* _What you need to do_: Update the entries from the line with "Please outline every instance of the bird's back." through the end of the entries by changing "bird's back" to "bird's tail" and leaving everything else the same. Give only those lines.
=== Input data ===
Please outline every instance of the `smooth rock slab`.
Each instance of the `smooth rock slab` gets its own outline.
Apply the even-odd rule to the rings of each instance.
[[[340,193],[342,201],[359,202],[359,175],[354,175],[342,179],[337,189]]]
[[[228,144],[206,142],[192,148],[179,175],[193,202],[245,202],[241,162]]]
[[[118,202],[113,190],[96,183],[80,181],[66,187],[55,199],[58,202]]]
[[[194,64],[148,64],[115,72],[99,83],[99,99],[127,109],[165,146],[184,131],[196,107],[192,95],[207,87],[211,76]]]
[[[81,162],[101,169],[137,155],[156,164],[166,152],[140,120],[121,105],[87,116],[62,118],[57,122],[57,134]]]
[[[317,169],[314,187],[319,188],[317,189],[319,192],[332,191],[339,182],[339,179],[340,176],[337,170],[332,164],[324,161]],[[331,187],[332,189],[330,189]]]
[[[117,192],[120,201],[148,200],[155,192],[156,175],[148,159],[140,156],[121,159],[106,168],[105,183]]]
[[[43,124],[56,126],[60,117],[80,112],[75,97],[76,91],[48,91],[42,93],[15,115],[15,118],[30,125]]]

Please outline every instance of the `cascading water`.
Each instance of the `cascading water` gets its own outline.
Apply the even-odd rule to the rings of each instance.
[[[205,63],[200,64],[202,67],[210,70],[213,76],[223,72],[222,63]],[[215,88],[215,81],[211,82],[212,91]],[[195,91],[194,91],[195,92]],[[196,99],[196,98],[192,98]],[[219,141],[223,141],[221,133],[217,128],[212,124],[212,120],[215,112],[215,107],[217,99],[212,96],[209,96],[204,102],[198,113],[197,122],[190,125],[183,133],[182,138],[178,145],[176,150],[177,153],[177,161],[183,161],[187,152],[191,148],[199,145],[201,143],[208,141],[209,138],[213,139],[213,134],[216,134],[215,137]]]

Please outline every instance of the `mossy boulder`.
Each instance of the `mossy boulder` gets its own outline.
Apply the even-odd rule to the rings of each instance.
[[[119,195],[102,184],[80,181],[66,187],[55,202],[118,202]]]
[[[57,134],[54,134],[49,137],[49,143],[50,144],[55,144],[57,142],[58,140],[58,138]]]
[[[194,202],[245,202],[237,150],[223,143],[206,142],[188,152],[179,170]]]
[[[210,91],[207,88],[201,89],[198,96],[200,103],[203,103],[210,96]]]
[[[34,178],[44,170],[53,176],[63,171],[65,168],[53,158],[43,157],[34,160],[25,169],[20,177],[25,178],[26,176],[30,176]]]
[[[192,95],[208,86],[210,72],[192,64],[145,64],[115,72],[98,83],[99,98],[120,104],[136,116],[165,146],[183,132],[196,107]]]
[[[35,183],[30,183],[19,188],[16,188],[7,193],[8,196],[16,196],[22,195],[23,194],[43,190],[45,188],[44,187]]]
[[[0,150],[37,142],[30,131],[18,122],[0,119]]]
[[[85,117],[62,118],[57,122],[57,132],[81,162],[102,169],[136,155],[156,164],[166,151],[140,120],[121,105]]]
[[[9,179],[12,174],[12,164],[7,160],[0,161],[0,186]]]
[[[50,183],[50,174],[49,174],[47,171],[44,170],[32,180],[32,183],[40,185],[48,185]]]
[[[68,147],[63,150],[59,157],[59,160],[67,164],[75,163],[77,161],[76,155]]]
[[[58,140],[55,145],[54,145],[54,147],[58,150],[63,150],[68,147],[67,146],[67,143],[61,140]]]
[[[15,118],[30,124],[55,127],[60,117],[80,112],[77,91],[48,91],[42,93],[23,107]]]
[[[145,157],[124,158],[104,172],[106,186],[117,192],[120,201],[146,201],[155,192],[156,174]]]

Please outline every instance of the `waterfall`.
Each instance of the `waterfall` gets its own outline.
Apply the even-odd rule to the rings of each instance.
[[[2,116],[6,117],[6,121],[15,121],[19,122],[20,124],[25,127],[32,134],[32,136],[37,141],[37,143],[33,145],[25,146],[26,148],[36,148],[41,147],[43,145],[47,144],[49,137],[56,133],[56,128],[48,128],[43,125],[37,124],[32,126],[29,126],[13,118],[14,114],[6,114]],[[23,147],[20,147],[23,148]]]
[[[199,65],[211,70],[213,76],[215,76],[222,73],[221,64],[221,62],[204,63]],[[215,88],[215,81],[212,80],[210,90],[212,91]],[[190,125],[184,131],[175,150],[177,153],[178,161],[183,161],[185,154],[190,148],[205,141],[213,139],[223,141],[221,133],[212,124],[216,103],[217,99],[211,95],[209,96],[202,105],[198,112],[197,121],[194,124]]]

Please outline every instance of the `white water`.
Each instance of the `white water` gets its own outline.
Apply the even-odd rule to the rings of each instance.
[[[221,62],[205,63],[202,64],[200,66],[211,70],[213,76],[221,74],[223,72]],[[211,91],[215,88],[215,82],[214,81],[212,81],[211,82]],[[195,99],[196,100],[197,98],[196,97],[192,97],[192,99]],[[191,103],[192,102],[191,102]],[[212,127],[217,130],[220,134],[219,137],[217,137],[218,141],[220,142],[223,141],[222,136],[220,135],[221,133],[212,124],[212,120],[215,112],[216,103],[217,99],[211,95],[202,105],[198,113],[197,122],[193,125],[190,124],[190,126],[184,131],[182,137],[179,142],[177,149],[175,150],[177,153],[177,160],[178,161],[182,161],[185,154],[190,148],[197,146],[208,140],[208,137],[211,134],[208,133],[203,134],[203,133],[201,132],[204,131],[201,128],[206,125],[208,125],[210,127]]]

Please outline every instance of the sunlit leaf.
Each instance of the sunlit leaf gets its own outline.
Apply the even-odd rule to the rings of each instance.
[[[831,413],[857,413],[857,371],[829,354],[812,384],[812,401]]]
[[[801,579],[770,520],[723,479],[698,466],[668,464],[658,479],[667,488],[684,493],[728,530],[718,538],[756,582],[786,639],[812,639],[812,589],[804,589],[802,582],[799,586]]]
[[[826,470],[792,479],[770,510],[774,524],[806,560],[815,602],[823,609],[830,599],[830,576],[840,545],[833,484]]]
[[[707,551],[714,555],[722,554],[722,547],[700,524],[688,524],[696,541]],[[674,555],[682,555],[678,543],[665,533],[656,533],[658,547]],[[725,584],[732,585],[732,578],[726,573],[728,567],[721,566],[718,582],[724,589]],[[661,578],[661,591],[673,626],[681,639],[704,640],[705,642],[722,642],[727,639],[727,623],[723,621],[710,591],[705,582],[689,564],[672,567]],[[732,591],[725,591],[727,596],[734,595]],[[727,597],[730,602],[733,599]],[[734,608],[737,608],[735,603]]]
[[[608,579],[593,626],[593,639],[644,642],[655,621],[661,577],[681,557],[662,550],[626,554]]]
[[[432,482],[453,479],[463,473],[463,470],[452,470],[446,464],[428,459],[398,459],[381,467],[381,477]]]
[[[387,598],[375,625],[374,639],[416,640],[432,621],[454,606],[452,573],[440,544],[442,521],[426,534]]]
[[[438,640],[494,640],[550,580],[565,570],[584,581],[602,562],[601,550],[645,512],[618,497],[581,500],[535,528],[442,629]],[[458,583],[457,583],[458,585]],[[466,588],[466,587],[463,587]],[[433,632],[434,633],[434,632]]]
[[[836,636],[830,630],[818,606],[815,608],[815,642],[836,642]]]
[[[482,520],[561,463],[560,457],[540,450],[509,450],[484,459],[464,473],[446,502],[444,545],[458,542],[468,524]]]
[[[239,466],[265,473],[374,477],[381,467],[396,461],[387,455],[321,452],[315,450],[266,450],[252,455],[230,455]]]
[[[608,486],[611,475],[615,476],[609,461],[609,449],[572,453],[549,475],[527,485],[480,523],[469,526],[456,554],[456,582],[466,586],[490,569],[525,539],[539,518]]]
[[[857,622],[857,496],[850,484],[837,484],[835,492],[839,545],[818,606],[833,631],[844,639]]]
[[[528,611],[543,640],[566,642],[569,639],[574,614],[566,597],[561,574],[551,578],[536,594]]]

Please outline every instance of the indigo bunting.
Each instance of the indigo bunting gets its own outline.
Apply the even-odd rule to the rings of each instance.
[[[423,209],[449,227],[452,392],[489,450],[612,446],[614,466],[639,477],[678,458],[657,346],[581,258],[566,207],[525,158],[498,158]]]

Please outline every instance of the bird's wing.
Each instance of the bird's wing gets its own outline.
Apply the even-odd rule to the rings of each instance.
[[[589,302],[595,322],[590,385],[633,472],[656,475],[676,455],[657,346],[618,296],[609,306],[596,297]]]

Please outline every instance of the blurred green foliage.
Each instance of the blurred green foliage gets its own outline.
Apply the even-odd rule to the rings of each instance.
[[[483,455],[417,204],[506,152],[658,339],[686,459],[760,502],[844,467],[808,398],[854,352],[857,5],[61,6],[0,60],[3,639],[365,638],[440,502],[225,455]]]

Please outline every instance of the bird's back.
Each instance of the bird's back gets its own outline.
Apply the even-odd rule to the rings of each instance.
===
* _Expected output_:
Please outline every instance of the bird's tail.
Each instance of the bird's tail gets its own outline.
Apply the even-odd rule to the rings of each instance.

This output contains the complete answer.